• _TEXTE FOURNI_
Le poème « Dans les bois » n'est pourtant pas
dénué d'originalité : derrière l'évocation d'un paysage se lisent en effet la peinture d'un
état d'âme et l'affirmation de la singularité du poète.
[I.
L'évocation d'un paysage]
[1.
Le cadre]
«Dans les bois » peut se lire d'abord comme un poème descriptif : le poète y évoque les
bois qui lui servent de cadre, justifiant ainsi le titre.
Cette forêt contient de « hauts
chênes » dont il note l'épaisseur au vers 18, des fourrés et des « sources » (v.
23).
Ce
qui frappe le plus le poète est son obscurité, comme le montre le champ lexical, avec «
ombre » (v.
10), « toujours plus sombre » (v.
19) et la répétition de l'adjectif « noir »
aux vers 10 et 11.

• _DONNÉES ENREGISTRÉES_

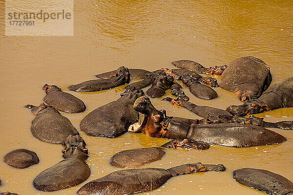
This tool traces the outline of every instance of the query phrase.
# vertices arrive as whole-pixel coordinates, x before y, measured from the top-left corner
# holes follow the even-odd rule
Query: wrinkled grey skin
[[[67,158],[41,172],[33,184],[42,191],[55,191],[78,185],[85,181],[90,174],[90,169],[84,161]]]
[[[224,110],[209,106],[198,106],[180,98],[174,99],[171,98],[167,97],[164,98],[163,100],[170,102],[172,105],[185,108],[202,117],[208,117],[209,114],[213,117],[217,117],[220,115],[230,117],[232,117],[232,115],[230,113]]]
[[[4,156],[3,159],[8,165],[19,169],[27,168],[40,162],[38,156],[34,152],[24,149],[11,151]]]
[[[74,158],[85,160],[88,157],[85,145],[84,140],[79,135],[70,135],[62,142],[62,145],[65,148],[62,150],[62,156],[65,159]]]
[[[131,195],[156,189],[172,176],[207,171],[223,171],[224,165],[186,164],[167,169],[148,168],[113,172],[81,187],[80,195]]]
[[[271,195],[293,195],[293,183],[269,171],[251,168],[237,169],[233,172],[233,178],[242,184]]]
[[[69,113],[78,113],[85,110],[85,105],[82,100],[68,93],[63,92],[55,85],[45,84],[43,90],[46,92],[44,101],[56,109]]]
[[[32,121],[31,131],[41,141],[60,144],[69,135],[78,135],[70,121],[54,108],[42,103],[39,106],[25,106],[36,116]]]
[[[186,138],[190,141],[236,148],[276,144],[286,140],[272,131],[237,123],[192,124]]]
[[[120,168],[137,168],[160,159],[165,154],[159,147],[124,150],[112,156],[110,164]]]
[[[239,106],[232,105],[227,111],[241,117],[280,108],[293,107],[293,77],[283,79],[269,88],[257,99]]]
[[[174,84],[173,81],[174,78],[171,76],[158,76],[151,87],[146,91],[146,94],[152,98],[160,98]]]
[[[128,68],[128,71],[130,74],[130,79],[143,79],[146,78],[146,74],[149,73],[149,71],[148,70],[138,68]],[[108,79],[113,77],[117,72],[117,70],[115,70],[95,76],[99,78]]]
[[[11,192],[2,192],[2,193],[0,193],[0,195],[19,195],[19,194],[17,193],[11,193]]]
[[[129,126],[138,121],[133,103],[144,94],[141,89],[126,90],[116,101],[89,113],[81,122],[82,131],[90,136],[116,137],[126,133]]]
[[[157,110],[149,98],[143,96],[134,102],[133,108],[145,115],[140,127],[133,133],[144,132],[147,136],[169,139],[188,139],[226,146],[245,147],[277,144],[286,141],[281,135],[255,125],[237,123],[191,125],[173,120]]]
[[[201,84],[192,77],[185,75],[181,77],[182,82],[196,97],[205,99],[212,99],[218,97],[217,92],[211,88]]]
[[[207,143],[201,143],[189,141],[187,139],[176,138],[172,141],[162,145],[161,147],[173,148],[187,148],[188,149],[206,150],[209,148],[209,144]]]
[[[243,102],[259,97],[272,81],[270,67],[252,56],[232,61],[221,77],[220,87],[235,93]]]
[[[188,60],[181,60],[172,62],[175,66],[198,73],[221,75],[227,68],[227,66],[214,66],[209,68],[205,68],[199,63]]]
[[[83,82],[76,85],[70,85],[68,89],[79,92],[89,92],[111,89],[130,81],[130,75],[128,68],[121,66],[116,74],[108,79],[98,79]]]

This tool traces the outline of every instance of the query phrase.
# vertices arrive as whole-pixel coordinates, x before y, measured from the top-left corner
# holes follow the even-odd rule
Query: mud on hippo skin
[[[207,143],[189,141],[187,139],[181,139],[178,138],[170,141],[161,146],[165,148],[187,148],[188,149],[206,150],[209,148]]]
[[[251,168],[237,169],[233,172],[233,178],[242,184],[271,195],[293,195],[293,183],[269,171]]]
[[[76,85],[70,85],[68,89],[79,92],[99,91],[113,88],[130,82],[128,68],[121,66],[116,73],[108,79],[98,79],[84,81]]]
[[[128,68],[128,71],[130,74],[130,79],[143,79],[146,78],[146,74],[149,73],[149,71],[148,70],[138,68]],[[108,79],[112,77],[113,75],[115,75],[117,72],[117,70],[115,70],[112,71],[99,74],[95,75],[95,76],[99,78]]]
[[[133,109],[133,103],[143,94],[141,89],[126,90],[118,100],[86,115],[81,122],[81,130],[90,136],[116,137],[124,134],[130,125],[138,121],[139,114]]]
[[[43,98],[45,103],[57,110],[69,113],[81,113],[85,110],[85,105],[81,99],[63,92],[56,85],[45,84],[42,89],[46,93]]]
[[[62,156],[65,159],[74,158],[85,160],[88,157],[85,145],[84,140],[79,135],[70,135],[62,142],[62,145],[65,148],[62,151]]]
[[[223,171],[221,164],[186,164],[167,169],[147,168],[116,171],[90,181],[78,191],[80,195],[131,195],[156,189],[172,176],[207,171]]]
[[[42,103],[39,106],[27,105],[36,116],[32,121],[31,131],[41,141],[60,144],[69,135],[79,135],[69,119],[63,116],[54,108]]]
[[[232,105],[227,111],[241,117],[280,108],[293,107],[293,77],[283,79],[269,88],[257,99],[239,106]]]
[[[201,84],[192,77],[185,75],[181,77],[182,82],[189,88],[190,92],[196,97],[205,99],[212,99],[218,97],[218,94],[208,86]]]
[[[252,56],[232,61],[224,71],[220,87],[236,93],[245,102],[259,97],[272,81],[270,67]]]

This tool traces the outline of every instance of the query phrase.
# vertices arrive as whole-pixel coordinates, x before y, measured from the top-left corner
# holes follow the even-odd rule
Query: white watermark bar
[[[6,36],[73,36],[73,0],[6,0]]]

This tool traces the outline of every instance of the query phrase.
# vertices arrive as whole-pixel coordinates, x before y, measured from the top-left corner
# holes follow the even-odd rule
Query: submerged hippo
[[[76,135],[68,136],[63,141],[62,145],[65,148],[62,150],[64,158],[74,158],[85,160],[88,157],[88,151],[85,148],[85,142],[82,137]]]
[[[245,168],[233,172],[238,182],[271,195],[293,195],[293,183],[278,174],[263,169]]]
[[[81,122],[81,130],[91,136],[116,137],[121,136],[130,125],[138,121],[138,113],[133,109],[133,103],[143,94],[141,89],[126,91],[118,100],[86,115]]]
[[[3,158],[7,164],[19,169],[28,167],[40,161],[36,153],[24,149],[11,151],[4,156]]]
[[[78,185],[85,181],[90,174],[90,169],[84,161],[67,158],[41,172],[33,184],[42,191],[55,191]]]
[[[206,150],[209,148],[209,144],[207,143],[189,141],[187,139],[176,139],[167,142],[162,145],[165,148],[187,148],[188,149]]]
[[[47,104],[62,112],[78,113],[85,110],[83,101],[73,95],[63,92],[55,85],[45,84],[42,89],[46,92],[43,100]]]
[[[165,94],[166,90],[174,84],[174,78],[171,76],[158,76],[146,94],[152,98],[160,98]]]
[[[227,66],[214,66],[209,68],[205,68],[199,63],[188,60],[175,61],[172,64],[178,68],[187,69],[198,73],[221,75],[227,68]]]
[[[208,117],[209,114],[212,116],[221,115],[232,117],[232,115],[230,113],[224,110],[207,106],[198,106],[191,102],[186,101],[180,98],[178,98],[175,100],[171,98],[167,97],[164,98],[163,100],[170,102],[172,105],[185,108],[199,116],[202,117]]]
[[[138,68],[128,68],[129,74],[130,74],[130,79],[143,79],[146,78],[146,75],[149,73],[149,71],[144,69]],[[115,75],[118,72],[117,70],[107,72],[106,73],[99,74],[95,75],[96,77],[99,78],[108,79],[111,78],[113,75]]]
[[[237,123],[188,124],[173,120],[157,110],[145,96],[138,98],[133,108],[144,114],[141,125],[132,132],[144,132],[149,136],[170,139],[187,138],[192,141],[234,147],[277,144],[286,139],[262,127]]]
[[[218,97],[218,94],[211,88],[202,84],[193,77],[185,75],[181,77],[182,82],[187,86],[190,92],[197,98],[212,99]]]
[[[116,171],[82,187],[80,195],[131,195],[158,188],[170,178],[181,175],[207,171],[223,171],[225,166],[219,165],[186,164],[167,169],[148,168]]]
[[[227,111],[233,115],[244,116],[280,108],[293,107],[293,77],[271,85],[260,97],[239,106],[232,105]]]
[[[110,164],[120,168],[136,168],[160,159],[165,155],[159,147],[139,148],[124,150],[110,158]]]
[[[130,81],[130,75],[128,68],[121,66],[111,78],[88,80],[68,86],[71,91],[88,92],[105,90],[113,88]]]
[[[270,67],[262,60],[248,56],[232,61],[222,74],[220,87],[235,93],[242,101],[260,96],[270,85]]]
[[[39,106],[27,105],[36,117],[32,121],[31,131],[34,136],[41,141],[60,144],[70,135],[78,135],[70,121],[54,108],[43,103]]]

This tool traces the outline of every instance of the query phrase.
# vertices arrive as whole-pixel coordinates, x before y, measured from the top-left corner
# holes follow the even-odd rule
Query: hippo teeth
[[[130,133],[136,133],[137,132],[142,125],[140,121],[140,118],[138,119],[138,122],[136,122],[134,124],[133,124],[129,126],[128,128],[128,131]]]

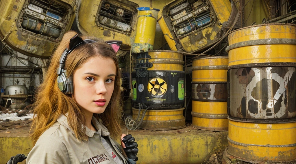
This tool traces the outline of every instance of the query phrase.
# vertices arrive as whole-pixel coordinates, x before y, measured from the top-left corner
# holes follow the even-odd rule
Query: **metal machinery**
[[[158,22],[171,50],[193,53],[221,38],[231,11],[228,0],[176,0],[160,12]]]
[[[125,51],[117,54],[126,54],[130,49],[131,40],[135,36],[139,5],[127,0],[77,2],[76,22],[80,32],[104,40],[121,40],[121,50]]]
[[[48,58],[75,18],[73,0],[0,1],[0,37],[28,56]]]
[[[12,109],[23,109],[27,105],[25,103],[30,95],[28,95],[27,88],[25,86],[16,85],[7,86],[5,88],[5,95],[1,97],[6,101],[5,107],[7,107],[9,100],[11,105],[9,108]]]

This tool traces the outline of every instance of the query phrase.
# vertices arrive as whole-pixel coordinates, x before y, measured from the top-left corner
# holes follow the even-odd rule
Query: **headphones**
[[[96,41],[91,39],[83,40],[78,34],[70,39],[69,49],[66,48],[64,51],[59,59],[59,68],[57,69],[57,74],[58,75],[57,79],[57,86],[61,91],[67,94],[72,94],[74,92],[72,76],[70,76],[67,78],[67,71],[64,69],[67,55],[81,45],[96,42]],[[118,51],[122,44],[122,41],[119,40],[108,40],[106,42],[111,46],[115,54]]]
[[[96,42],[91,39],[83,40],[76,34],[70,40],[69,49],[66,48],[61,56],[59,59],[59,65],[57,69],[57,74],[58,75],[57,79],[57,86],[61,91],[66,94],[72,94],[74,93],[73,79],[72,76],[67,77],[67,71],[64,69],[64,66],[67,55],[70,53],[75,48],[81,45],[87,43],[92,43]]]

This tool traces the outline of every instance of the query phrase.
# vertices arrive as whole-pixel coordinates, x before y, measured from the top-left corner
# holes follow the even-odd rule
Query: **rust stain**
[[[104,36],[107,36],[110,37],[111,36],[111,33],[110,30],[104,30],[103,32],[103,35]]]
[[[12,9],[13,9],[14,10],[17,12],[17,10],[19,9],[19,8],[17,7],[17,6],[15,4],[13,5],[13,7],[12,7]]]

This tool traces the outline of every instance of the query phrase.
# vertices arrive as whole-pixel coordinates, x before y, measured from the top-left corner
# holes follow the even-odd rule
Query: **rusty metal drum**
[[[235,158],[257,163],[296,159],[296,118],[229,119],[226,151]]]
[[[202,130],[225,131],[227,57],[202,57],[192,63],[192,124]]]
[[[168,130],[184,128],[186,126],[185,118],[183,116],[184,108],[148,110],[142,118],[141,128],[145,129]],[[145,111],[144,109],[140,110],[134,108],[132,108],[132,110],[133,118],[134,120],[136,119],[139,114],[142,115]]]
[[[296,116],[296,26],[261,25],[228,36],[228,113],[237,118]]]

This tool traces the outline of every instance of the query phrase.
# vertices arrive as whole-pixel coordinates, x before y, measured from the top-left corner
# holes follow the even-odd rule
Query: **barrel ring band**
[[[228,69],[228,65],[223,66],[204,66],[192,67],[192,70],[205,69]]]
[[[192,111],[191,112],[191,115],[196,117],[210,119],[227,119],[227,117],[228,116],[228,115],[227,114],[205,113],[198,113]]]
[[[270,144],[266,145],[259,145],[256,144],[244,144],[234,141],[233,140],[231,140],[229,138],[228,136],[227,136],[227,139],[228,140],[228,142],[237,145],[245,147],[248,146],[260,146],[261,147],[295,147],[296,146],[296,143],[292,144],[282,145],[273,145]]]
[[[196,82],[192,81],[191,84],[227,84],[227,82]]]
[[[294,44],[296,45],[296,39],[281,38],[272,38],[252,40],[241,42],[229,46],[226,48],[226,52],[228,52],[230,50],[234,48],[255,45],[263,44]]]
[[[195,98],[195,95],[192,96],[192,100],[197,101],[202,101],[203,102],[227,102],[227,99],[199,99]]]

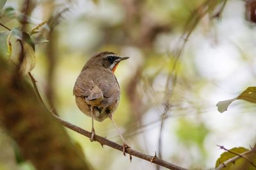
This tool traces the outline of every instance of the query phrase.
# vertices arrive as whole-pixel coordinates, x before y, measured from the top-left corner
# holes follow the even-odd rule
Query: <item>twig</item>
[[[91,136],[92,136],[91,132],[90,132],[87,131],[85,131],[75,125],[73,125],[73,124],[63,120],[61,118],[56,116],[53,113],[52,113],[52,115],[60,123],[61,123],[65,127],[66,127],[75,132],[77,132],[77,133],[79,133],[84,136],[86,136],[88,138],[91,138]],[[95,141],[99,142],[102,146],[107,145],[109,147],[111,147],[116,150],[123,152],[123,146],[122,145],[118,145],[113,141],[109,141],[103,137],[101,137],[100,136],[95,134],[94,136],[94,139],[95,139]],[[187,170],[187,169],[186,169],[186,168],[179,167],[179,166],[173,164],[172,163],[169,163],[166,161],[164,161],[159,158],[157,158],[157,157],[156,157],[156,155],[150,156],[150,155],[145,154],[143,153],[140,152],[138,151],[136,151],[135,150],[133,150],[131,148],[127,148],[125,150],[125,152],[127,153],[131,154],[134,157],[144,159],[148,162],[150,162],[154,163],[156,164],[159,165],[161,166],[166,167],[169,169]]]
[[[255,165],[253,162],[252,162],[250,159],[248,159],[248,158],[246,158],[246,157],[244,156],[244,155],[248,154],[248,153],[250,153],[250,152],[253,152],[253,150],[250,150],[250,151],[244,152],[244,153],[243,153],[241,154],[239,154],[239,153],[236,153],[236,152],[233,152],[232,150],[228,150],[228,149],[225,148],[223,146],[220,146],[220,145],[217,145],[217,146],[219,146],[221,149],[223,149],[223,150],[225,150],[225,151],[227,151],[227,152],[228,152],[229,153],[231,153],[236,155],[236,157],[233,157],[232,159],[234,159],[235,157],[237,157],[237,158],[236,158],[236,159],[232,160],[232,161],[230,161],[229,162],[234,162],[234,160],[237,160],[239,158],[243,158],[245,160],[248,162],[250,164],[251,164],[253,166],[256,167],[256,165]],[[229,160],[230,159],[228,159],[228,160]],[[229,162],[228,162],[228,163],[229,163]],[[222,163],[221,164],[223,164],[223,166],[225,167],[227,165],[227,163],[225,162]]]
[[[33,86],[34,87],[36,96],[38,97],[40,101],[42,103],[42,104],[44,105],[44,106],[45,107],[45,108],[47,108],[47,107],[46,106],[45,104],[44,103],[44,102],[43,101],[43,99],[42,99],[41,95],[39,93],[39,90],[38,90],[38,89],[37,88],[36,83],[37,82],[36,80],[33,76],[33,75],[31,74],[31,73],[29,72],[28,75],[29,76],[29,78],[31,80]]]
[[[41,96],[40,94],[40,92],[38,91],[38,89],[37,88],[36,84],[35,83],[35,80],[34,79],[34,78],[33,77],[33,76],[31,74],[31,73],[29,74],[29,77],[33,82],[33,85],[34,87],[34,89],[36,91],[36,95],[38,96],[40,101],[43,103],[43,104],[45,106],[45,104],[44,104],[44,101],[42,100]],[[45,106],[46,108],[46,106]],[[84,136],[88,137],[88,138],[90,138],[92,136],[92,133],[85,131],[75,125],[73,125],[64,120],[63,120],[61,118],[59,117],[58,116],[57,116],[55,113],[53,113],[52,111],[50,111],[52,116],[60,122],[63,125],[64,125],[65,127],[75,131],[77,132],[77,133],[79,133]],[[111,141],[109,141],[103,137],[101,137],[100,136],[98,135],[95,135],[94,136],[94,140],[99,142],[102,146],[103,145],[107,145],[109,146],[109,147],[111,147],[113,148],[118,150],[121,152],[123,152],[123,146],[118,145],[115,142],[113,142]],[[166,161],[164,161],[161,159],[159,159],[157,157],[156,157],[156,155],[154,156],[150,156],[145,153],[143,153],[141,152],[140,152],[138,151],[136,151],[135,150],[132,150],[131,148],[127,148],[125,150],[125,152],[133,155],[134,157],[146,160],[148,162],[150,162],[152,163],[154,163],[156,164],[159,165],[161,166],[166,167],[169,169],[173,169],[173,170],[187,170],[187,169],[182,167],[179,167],[178,166],[176,166],[175,164],[173,164],[172,163],[169,163]]]
[[[8,30],[9,30],[9,31],[11,31],[10,29],[9,29],[8,27],[7,27],[6,26],[5,26],[4,25],[3,25],[3,24],[0,23],[0,25],[1,25],[2,27],[4,27],[6,29],[8,29]]]

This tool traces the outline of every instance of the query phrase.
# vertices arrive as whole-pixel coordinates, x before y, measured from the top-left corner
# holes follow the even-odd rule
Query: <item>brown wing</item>
[[[87,97],[92,94],[94,87],[93,81],[81,81],[77,80],[73,89],[73,94],[77,97]]]
[[[99,87],[103,92],[104,99],[102,103],[103,107],[107,107],[116,100],[119,100],[119,89],[113,84],[103,81]]]

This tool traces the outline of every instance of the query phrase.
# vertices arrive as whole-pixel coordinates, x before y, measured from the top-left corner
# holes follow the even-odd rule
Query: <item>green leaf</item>
[[[223,152],[217,159],[215,168],[221,170],[253,170],[255,169],[255,164],[256,153],[244,147],[238,147]]]
[[[44,26],[44,25],[48,21],[47,21],[47,20],[44,21],[44,22],[41,22],[40,24],[39,24],[38,25],[37,25],[35,27],[34,27],[29,31],[29,34],[33,35],[33,34],[39,32],[38,29],[40,29],[42,26]]]
[[[0,10],[4,7],[5,3],[6,3],[6,0],[0,0]]]
[[[36,64],[35,50],[32,46],[26,41],[22,42],[24,48],[24,60],[20,66],[20,72],[26,75],[30,72]]]
[[[249,87],[243,91],[237,97],[248,102],[256,103],[256,87]]]
[[[243,153],[244,152],[248,152],[249,151],[249,150],[244,148],[243,147],[239,147],[239,148],[233,148],[231,150],[230,150],[231,152],[233,152],[236,153],[237,154],[241,154]],[[221,163],[223,163],[224,162],[230,159],[232,157],[236,157],[236,155],[232,153],[229,152],[225,152],[223,153],[221,153],[221,155],[220,155],[220,157],[217,159],[217,161],[216,162],[215,164],[215,167],[217,167],[220,166],[220,164]],[[229,164],[226,165],[228,166]]]
[[[7,45],[7,56],[10,57],[12,55],[12,43],[11,43],[11,37],[12,32],[9,33],[6,39],[6,45]]]
[[[93,3],[95,3],[95,4],[99,4],[99,0],[92,0],[92,1],[93,1]]]
[[[223,113],[224,111],[228,110],[228,106],[232,103],[233,101],[236,100],[236,97],[232,99],[225,100],[223,101],[219,101],[216,106],[218,107],[218,111],[220,113]]]
[[[30,36],[24,32],[22,32],[19,28],[14,28],[12,30],[12,34],[19,40],[28,43],[35,50],[35,44],[32,41]]]
[[[237,99],[244,100],[246,101],[256,103],[256,87],[249,87],[237,97],[232,99],[220,101],[217,103],[218,110],[223,113],[227,110],[228,106]]]
[[[8,46],[6,40],[9,34],[10,31],[0,32],[0,56],[4,57],[4,58],[7,58]]]
[[[38,36],[36,38],[31,37],[32,41],[35,44],[48,43],[49,41],[45,38]]]

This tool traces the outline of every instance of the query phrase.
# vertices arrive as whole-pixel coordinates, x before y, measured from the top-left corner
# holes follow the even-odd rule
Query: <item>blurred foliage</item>
[[[221,153],[216,144],[248,145],[255,141],[251,134],[239,143],[232,141],[235,140],[232,138],[236,136],[234,134],[239,136],[236,128],[242,131],[241,126],[248,124],[255,128],[252,125],[251,120],[255,118],[252,114],[243,117],[232,114],[237,120],[244,121],[237,127],[237,120],[228,114],[225,118],[217,115],[214,106],[220,96],[233,96],[228,93],[241,92],[252,83],[250,80],[255,79],[256,60],[250,54],[255,52],[256,38],[252,31],[253,27],[252,30],[244,29],[248,25],[243,13],[246,4],[246,18],[253,21],[253,13],[250,12],[254,9],[253,3],[225,0],[31,0],[28,13],[25,14],[23,1],[6,1],[0,0],[0,23],[10,31],[0,26],[0,56],[9,53],[9,58],[17,63],[21,50],[19,41],[22,41],[26,57],[23,73],[32,71],[47,106],[58,110],[68,121],[90,129],[91,120],[76,108],[72,89],[90,56],[97,52],[108,50],[131,57],[116,71],[122,97],[114,117],[132,147],[147,153],[159,150],[159,123],[166,108],[169,110],[164,119],[163,129],[171,129],[164,136],[170,136],[168,139],[172,140],[163,141],[163,155],[164,159],[179,155],[180,157],[174,160],[167,160],[173,164],[188,168],[202,168],[200,165],[212,167]],[[237,12],[236,8],[239,9]],[[239,13],[240,11],[243,11]],[[232,22],[240,25],[230,25]],[[236,44],[236,46],[232,48],[230,44]],[[222,54],[223,49],[227,51]],[[241,53],[241,49],[245,49],[246,52]],[[231,53],[237,50],[238,55],[246,59],[240,60]],[[233,69],[230,69],[232,62],[236,63]],[[248,68],[248,72],[243,72]],[[226,71],[228,73],[225,73]],[[223,76],[224,78],[221,75],[227,76]],[[168,77],[170,77],[170,83],[166,82]],[[239,95],[239,99],[254,101],[254,91],[246,90]],[[225,111],[234,99],[219,103],[219,111]],[[239,108],[243,106],[249,110],[244,104],[239,103],[234,106],[234,111],[230,111],[241,113]],[[250,107],[252,112],[255,112]],[[245,111],[248,112],[247,110]],[[221,120],[225,120],[224,122]],[[232,122],[233,126],[228,126],[228,122]],[[95,123],[96,133],[115,140],[116,133],[113,129],[109,121]],[[244,129],[239,134],[247,134],[244,132],[248,132],[248,127]],[[125,158],[119,157],[119,153],[105,148],[102,150],[80,135],[68,132],[79,152],[85,153],[96,169],[120,169],[125,166],[127,169],[155,168],[140,160],[129,164]],[[240,139],[241,136],[237,138]],[[211,143],[209,138],[217,139]],[[3,140],[0,138],[0,146],[10,147],[8,143],[1,143]],[[170,152],[172,148],[186,152]],[[186,153],[188,148],[193,150],[195,148],[199,152]],[[15,152],[10,150],[7,152],[12,153],[10,157],[15,160]],[[108,156],[102,159],[99,153]],[[3,154],[0,153],[0,157]],[[225,152],[220,159],[227,155],[228,153]],[[221,162],[229,158],[225,157]],[[0,162],[0,169],[33,169],[31,166],[13,167],[13,162]],[[218,160],[216,162],[218,164]]]

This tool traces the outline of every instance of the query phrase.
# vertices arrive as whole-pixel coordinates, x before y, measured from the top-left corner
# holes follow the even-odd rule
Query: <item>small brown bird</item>
[[[92,117],[92,137],[95,134],[93,119],[102,122],[109,118],[114,124],[123,143],[123,152],[129,147],[113,119],[120,99],[120,87],[115,71],[121,60],[129,59],[121,57],[110,52],[99,52],[93,55],[85,64],[76,80],[73,93],[76,103],[81,111]]]

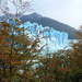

• _CONSIGNES DE TRAVAIL_
• 1. Répondez à ces questions d'après le texte fourni :
(a) Qu'est-ce que l'évocation des bois justifie ?
(b) De quels arbres le poète note-t-il l'épaisseur au vers 18 ?
(c) Quel adjectif est répété aux vers 10 et 11 ?
• 2. Relevez toutes les expressions que le texte fourni cite dans le champ lexical de l'obscurité, avec leurs vers.

• _LES RÉPONSES_
• 1.
(a) Le titre du poème.
(b) Des « hauts chênes ».
(c) L'adjectif « noir ».

• 2.
« ombre » (v. 10)
« toujours plus sombre » (v. 19)
« noir » (v. 10 et 11)